#### Description of the task:
Each line of the data that includes the string "below" is to be copied out.

** Opening Available data block **

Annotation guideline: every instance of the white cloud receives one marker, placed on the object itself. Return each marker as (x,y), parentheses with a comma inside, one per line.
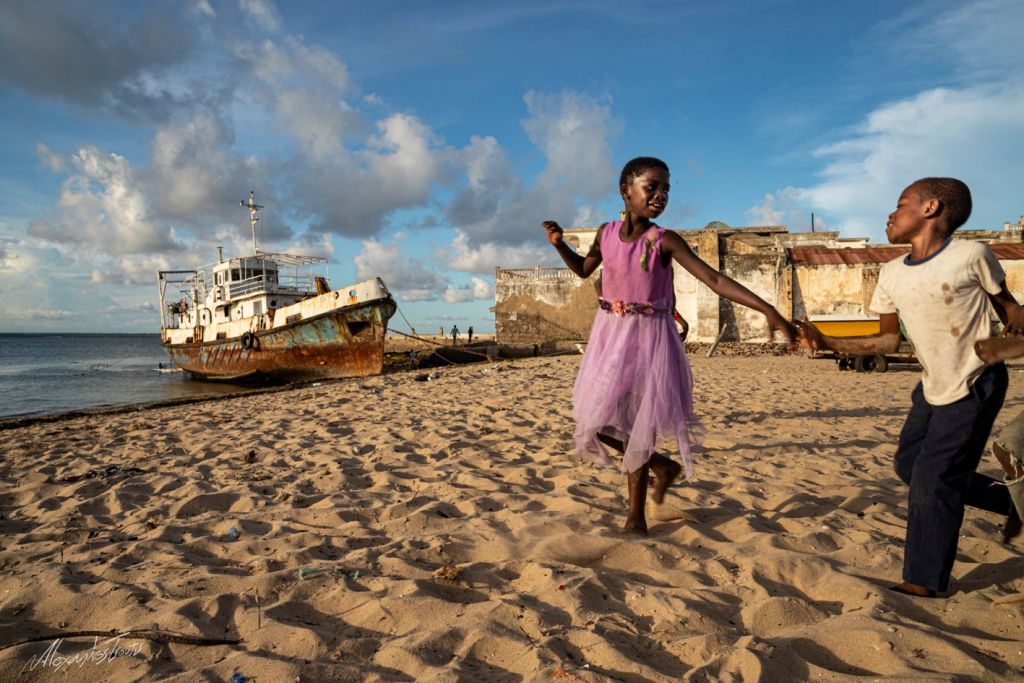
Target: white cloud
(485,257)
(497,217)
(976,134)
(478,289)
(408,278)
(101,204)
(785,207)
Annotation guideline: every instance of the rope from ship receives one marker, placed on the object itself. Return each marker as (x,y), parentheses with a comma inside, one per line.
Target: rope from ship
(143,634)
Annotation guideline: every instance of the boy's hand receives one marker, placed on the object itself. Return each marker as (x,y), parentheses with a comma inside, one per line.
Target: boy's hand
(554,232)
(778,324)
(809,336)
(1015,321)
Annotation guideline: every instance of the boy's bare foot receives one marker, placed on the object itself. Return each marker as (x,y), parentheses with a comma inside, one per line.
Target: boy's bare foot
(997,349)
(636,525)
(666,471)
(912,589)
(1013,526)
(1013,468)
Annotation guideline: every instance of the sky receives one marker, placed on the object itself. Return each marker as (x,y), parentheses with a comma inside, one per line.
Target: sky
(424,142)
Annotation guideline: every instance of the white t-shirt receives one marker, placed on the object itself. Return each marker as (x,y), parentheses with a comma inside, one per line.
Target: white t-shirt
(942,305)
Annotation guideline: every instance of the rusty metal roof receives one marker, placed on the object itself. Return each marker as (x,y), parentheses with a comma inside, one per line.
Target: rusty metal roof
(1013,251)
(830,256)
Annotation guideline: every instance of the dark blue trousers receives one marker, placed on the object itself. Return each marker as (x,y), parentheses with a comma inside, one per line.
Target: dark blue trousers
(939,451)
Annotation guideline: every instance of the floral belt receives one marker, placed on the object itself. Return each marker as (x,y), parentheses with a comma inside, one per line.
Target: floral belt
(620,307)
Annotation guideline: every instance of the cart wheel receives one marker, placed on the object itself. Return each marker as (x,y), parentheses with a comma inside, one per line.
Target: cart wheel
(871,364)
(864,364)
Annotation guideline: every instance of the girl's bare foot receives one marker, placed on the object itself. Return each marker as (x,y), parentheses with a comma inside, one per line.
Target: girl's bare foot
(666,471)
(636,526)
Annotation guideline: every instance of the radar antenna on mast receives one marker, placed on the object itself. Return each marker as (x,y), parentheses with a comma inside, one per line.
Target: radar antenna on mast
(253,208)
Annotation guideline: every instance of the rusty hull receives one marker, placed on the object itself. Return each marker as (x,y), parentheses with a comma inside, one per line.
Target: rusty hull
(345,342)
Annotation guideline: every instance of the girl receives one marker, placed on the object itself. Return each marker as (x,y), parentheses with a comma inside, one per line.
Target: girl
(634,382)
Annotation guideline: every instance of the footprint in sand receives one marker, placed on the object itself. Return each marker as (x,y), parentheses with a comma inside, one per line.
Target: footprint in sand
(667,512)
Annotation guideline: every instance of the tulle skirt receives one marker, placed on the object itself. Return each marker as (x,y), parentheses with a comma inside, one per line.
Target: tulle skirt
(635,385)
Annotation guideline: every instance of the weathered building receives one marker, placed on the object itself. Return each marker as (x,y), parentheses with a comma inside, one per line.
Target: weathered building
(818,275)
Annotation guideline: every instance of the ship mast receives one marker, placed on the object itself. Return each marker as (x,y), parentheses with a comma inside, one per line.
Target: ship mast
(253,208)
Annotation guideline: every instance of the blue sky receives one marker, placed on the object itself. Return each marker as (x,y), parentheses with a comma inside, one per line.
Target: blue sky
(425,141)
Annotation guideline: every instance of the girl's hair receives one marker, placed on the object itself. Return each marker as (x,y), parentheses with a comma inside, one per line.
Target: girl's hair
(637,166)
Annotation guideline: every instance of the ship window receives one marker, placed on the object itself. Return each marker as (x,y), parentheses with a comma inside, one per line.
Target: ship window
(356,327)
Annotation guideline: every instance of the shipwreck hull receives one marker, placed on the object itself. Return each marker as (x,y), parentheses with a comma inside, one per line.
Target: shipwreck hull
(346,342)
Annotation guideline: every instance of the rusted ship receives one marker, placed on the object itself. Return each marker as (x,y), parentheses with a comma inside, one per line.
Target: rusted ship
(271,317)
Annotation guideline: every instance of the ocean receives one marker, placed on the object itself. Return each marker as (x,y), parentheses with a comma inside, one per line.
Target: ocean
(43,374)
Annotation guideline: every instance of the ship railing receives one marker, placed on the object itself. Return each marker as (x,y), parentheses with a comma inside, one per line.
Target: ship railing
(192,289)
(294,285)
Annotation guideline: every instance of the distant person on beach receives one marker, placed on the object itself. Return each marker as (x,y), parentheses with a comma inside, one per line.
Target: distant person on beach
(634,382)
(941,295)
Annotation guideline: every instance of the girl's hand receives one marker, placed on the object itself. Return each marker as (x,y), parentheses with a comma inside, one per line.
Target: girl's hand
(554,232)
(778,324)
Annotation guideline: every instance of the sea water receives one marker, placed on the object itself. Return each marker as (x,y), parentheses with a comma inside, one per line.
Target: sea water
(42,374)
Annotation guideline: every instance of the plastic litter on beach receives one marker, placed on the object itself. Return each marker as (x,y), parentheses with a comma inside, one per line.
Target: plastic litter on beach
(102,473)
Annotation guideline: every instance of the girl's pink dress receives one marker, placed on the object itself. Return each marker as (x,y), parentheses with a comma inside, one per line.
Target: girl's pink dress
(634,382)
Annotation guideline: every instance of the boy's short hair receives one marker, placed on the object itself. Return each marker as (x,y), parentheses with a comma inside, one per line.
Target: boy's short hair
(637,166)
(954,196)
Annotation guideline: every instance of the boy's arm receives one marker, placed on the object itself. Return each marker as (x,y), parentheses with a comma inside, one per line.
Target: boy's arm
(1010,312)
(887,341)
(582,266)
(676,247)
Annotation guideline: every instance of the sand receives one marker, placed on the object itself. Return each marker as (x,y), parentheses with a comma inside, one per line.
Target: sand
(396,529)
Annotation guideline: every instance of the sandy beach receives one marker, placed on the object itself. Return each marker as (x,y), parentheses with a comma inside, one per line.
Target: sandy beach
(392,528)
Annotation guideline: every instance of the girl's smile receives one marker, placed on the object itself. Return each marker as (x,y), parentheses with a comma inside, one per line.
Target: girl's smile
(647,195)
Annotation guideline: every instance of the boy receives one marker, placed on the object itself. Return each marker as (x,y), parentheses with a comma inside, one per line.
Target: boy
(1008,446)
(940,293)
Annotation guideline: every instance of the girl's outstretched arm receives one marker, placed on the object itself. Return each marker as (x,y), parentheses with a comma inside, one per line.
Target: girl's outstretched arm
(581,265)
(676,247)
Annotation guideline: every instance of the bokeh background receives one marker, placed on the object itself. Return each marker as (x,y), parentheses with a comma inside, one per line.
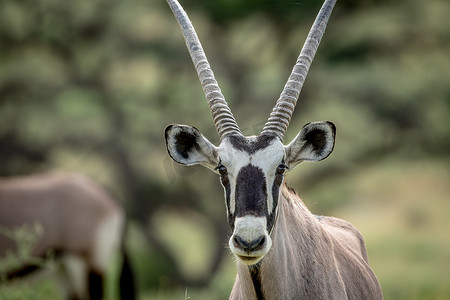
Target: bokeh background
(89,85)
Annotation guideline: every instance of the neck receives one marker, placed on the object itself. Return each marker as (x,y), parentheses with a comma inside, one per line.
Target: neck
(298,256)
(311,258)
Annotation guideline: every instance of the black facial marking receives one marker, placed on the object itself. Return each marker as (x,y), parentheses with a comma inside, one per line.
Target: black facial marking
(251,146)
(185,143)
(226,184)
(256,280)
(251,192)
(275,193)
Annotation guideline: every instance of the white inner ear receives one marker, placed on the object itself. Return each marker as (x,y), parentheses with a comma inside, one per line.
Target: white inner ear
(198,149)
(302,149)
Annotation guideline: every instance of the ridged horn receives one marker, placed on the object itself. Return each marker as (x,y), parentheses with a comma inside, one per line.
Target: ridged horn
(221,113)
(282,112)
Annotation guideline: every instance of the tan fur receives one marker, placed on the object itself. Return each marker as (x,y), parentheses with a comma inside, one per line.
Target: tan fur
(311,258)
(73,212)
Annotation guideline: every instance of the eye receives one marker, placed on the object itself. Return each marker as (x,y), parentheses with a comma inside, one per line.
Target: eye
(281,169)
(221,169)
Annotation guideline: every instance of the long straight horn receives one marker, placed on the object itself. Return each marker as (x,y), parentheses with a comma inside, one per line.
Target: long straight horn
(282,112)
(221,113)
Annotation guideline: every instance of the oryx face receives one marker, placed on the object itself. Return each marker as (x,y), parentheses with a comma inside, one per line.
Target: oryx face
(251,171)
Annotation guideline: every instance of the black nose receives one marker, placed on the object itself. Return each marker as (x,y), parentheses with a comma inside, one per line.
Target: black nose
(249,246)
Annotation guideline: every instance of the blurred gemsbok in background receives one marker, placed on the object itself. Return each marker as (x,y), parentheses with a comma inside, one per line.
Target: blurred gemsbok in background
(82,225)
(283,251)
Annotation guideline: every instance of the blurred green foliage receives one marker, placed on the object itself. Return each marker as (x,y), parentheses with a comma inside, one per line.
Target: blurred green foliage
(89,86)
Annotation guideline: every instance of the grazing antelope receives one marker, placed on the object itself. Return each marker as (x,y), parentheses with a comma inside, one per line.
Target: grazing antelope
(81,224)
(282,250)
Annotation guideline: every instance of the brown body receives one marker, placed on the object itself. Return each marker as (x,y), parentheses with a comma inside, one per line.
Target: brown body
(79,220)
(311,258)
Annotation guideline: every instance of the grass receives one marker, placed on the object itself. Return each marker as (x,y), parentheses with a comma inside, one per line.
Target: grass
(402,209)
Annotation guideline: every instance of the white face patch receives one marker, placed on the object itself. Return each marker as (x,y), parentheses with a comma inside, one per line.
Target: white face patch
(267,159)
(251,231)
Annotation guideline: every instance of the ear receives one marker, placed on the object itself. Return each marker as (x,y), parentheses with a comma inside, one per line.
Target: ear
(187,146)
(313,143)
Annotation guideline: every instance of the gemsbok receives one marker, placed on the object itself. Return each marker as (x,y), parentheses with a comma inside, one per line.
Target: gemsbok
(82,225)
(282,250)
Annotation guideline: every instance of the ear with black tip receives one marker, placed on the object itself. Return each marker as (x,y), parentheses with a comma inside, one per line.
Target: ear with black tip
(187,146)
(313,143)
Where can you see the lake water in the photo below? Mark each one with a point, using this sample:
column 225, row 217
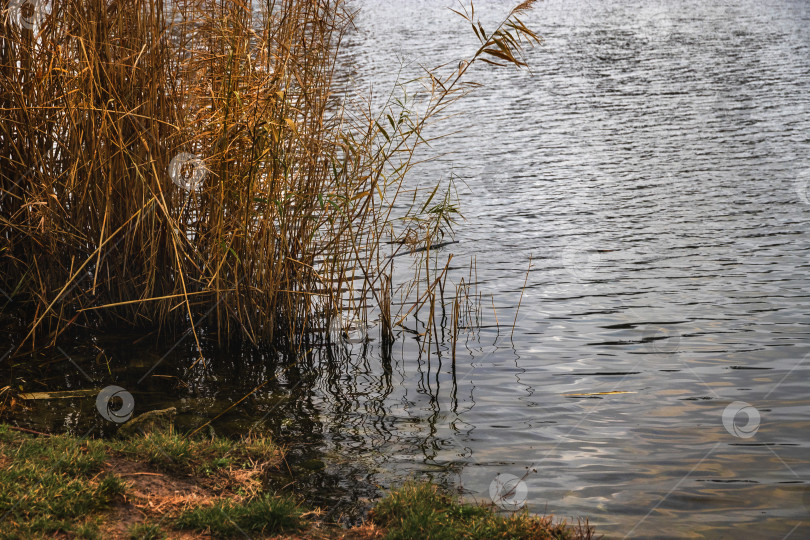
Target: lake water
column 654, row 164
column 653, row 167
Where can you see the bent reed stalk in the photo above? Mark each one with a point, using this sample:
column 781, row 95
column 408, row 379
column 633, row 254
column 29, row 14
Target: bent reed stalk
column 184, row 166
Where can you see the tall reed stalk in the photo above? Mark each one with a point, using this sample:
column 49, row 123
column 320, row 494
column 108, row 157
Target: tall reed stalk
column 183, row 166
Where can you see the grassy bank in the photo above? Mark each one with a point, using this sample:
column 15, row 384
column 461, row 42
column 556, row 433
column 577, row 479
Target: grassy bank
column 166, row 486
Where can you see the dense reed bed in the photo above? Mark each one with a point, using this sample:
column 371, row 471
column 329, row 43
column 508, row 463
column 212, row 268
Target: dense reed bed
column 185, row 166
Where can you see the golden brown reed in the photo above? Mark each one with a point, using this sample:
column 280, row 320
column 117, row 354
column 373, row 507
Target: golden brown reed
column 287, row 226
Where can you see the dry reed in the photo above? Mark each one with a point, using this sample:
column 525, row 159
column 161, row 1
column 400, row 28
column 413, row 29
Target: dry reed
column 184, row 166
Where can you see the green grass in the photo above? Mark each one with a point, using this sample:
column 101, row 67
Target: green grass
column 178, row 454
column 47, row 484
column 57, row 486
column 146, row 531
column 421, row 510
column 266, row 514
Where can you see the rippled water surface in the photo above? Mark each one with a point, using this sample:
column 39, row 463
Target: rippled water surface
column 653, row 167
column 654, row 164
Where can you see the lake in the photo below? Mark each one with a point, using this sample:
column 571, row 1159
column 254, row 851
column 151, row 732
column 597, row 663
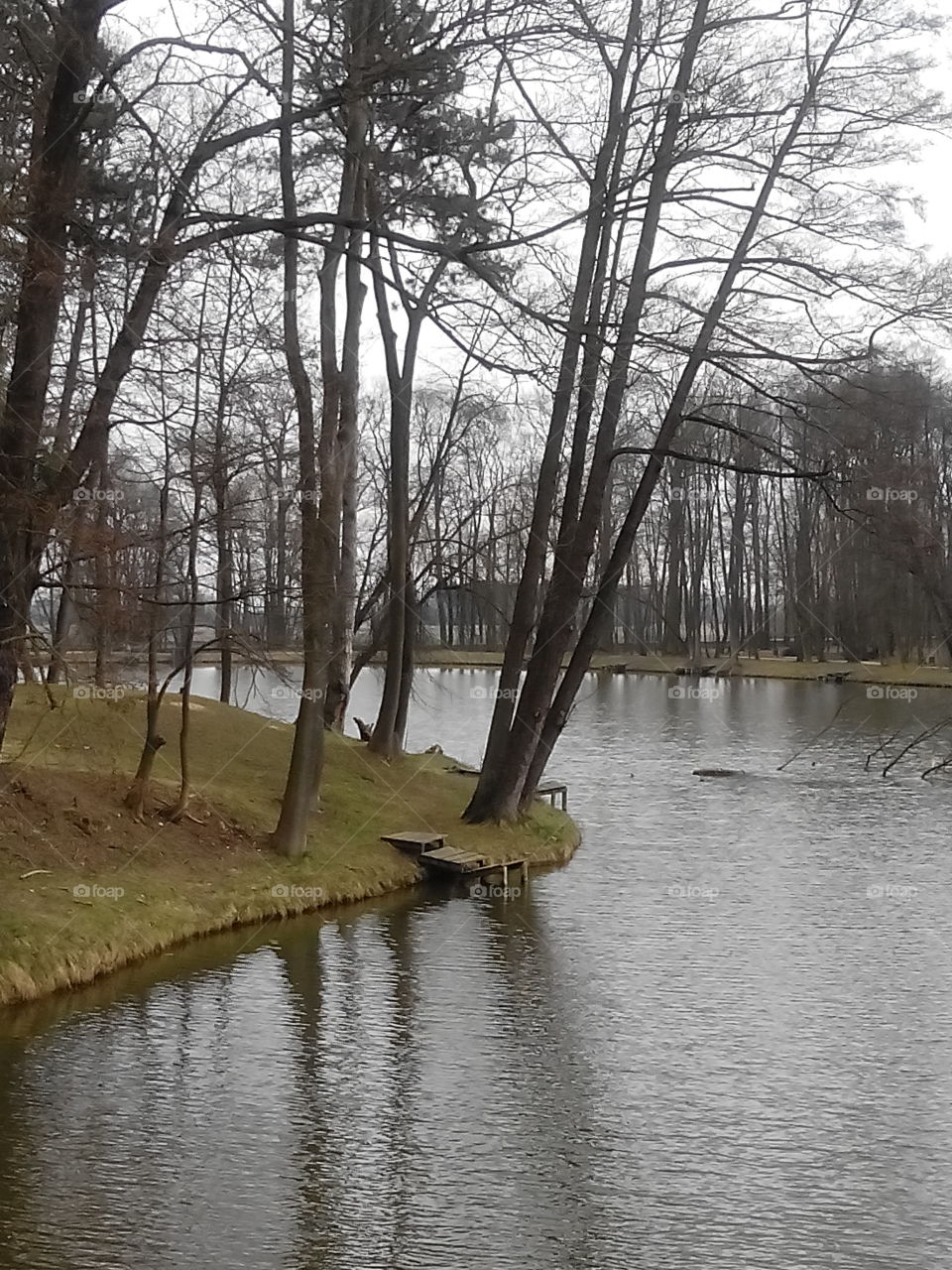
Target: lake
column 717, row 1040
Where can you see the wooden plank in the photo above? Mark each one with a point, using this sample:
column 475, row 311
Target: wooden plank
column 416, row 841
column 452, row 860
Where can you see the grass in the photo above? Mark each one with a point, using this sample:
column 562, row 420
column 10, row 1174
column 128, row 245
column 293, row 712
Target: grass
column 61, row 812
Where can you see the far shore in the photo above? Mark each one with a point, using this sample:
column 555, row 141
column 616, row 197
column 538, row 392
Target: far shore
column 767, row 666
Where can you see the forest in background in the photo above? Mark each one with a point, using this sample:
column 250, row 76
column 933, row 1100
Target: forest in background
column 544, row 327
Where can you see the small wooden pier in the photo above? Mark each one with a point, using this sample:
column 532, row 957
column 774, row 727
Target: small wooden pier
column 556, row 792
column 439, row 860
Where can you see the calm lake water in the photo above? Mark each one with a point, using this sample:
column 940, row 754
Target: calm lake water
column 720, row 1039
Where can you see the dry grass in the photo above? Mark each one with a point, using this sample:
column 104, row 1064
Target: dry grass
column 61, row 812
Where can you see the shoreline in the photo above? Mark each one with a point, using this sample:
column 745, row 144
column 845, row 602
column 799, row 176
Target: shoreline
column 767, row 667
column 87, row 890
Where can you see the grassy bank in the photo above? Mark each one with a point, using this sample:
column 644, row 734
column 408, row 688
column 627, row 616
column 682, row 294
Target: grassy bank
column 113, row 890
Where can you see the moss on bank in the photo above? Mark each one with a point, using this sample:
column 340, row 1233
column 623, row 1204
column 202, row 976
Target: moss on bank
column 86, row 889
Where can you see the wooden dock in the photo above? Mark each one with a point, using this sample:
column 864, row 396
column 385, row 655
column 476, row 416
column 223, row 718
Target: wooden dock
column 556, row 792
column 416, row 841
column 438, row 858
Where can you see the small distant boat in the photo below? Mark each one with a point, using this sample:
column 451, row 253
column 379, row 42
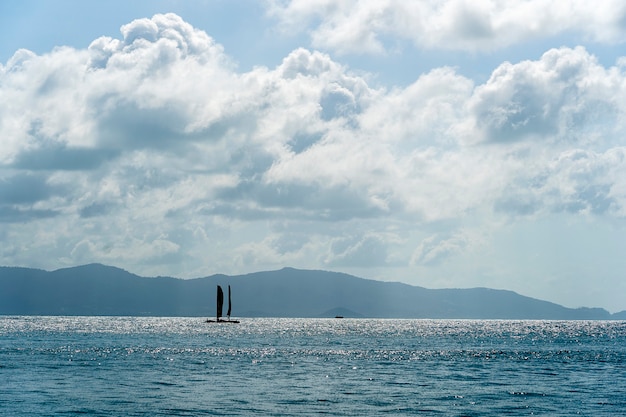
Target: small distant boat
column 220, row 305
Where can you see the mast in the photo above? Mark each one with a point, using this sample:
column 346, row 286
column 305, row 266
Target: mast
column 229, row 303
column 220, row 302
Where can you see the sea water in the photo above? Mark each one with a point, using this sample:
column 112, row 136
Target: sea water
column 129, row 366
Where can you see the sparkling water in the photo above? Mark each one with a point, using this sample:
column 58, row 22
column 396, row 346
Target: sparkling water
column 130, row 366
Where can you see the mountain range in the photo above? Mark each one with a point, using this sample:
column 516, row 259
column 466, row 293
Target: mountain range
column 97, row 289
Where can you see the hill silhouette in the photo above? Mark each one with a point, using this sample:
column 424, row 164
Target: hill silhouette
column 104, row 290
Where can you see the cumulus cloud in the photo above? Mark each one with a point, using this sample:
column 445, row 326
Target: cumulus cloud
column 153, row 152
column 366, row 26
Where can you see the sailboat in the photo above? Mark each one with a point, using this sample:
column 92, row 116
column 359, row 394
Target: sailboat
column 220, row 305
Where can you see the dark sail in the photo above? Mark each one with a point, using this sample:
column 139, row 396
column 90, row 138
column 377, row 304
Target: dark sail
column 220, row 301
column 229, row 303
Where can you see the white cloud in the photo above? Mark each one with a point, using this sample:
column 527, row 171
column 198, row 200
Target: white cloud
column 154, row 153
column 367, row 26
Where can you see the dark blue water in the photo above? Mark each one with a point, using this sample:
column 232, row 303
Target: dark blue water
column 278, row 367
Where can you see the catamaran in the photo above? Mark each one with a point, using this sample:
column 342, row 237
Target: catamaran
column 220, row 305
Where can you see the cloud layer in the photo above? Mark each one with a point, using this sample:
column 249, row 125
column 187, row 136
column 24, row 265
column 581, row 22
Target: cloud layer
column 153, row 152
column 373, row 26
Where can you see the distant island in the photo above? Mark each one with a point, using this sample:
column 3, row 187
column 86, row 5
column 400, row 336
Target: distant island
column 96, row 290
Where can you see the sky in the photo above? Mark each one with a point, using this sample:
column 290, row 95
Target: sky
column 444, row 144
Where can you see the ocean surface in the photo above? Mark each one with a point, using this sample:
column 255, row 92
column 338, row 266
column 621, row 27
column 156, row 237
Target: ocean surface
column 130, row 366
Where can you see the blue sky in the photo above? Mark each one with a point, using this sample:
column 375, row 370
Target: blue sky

** Closing Available data block **

#### Exercise output:
Where can you see the lake water in the photo below? Mark each one with a point, using this sample:
Where can you see the lake in the photo below? Mark each one with a point, using this sample:
Where can you see the small distant boat in the photo below? Mark each one with a point, using this sample:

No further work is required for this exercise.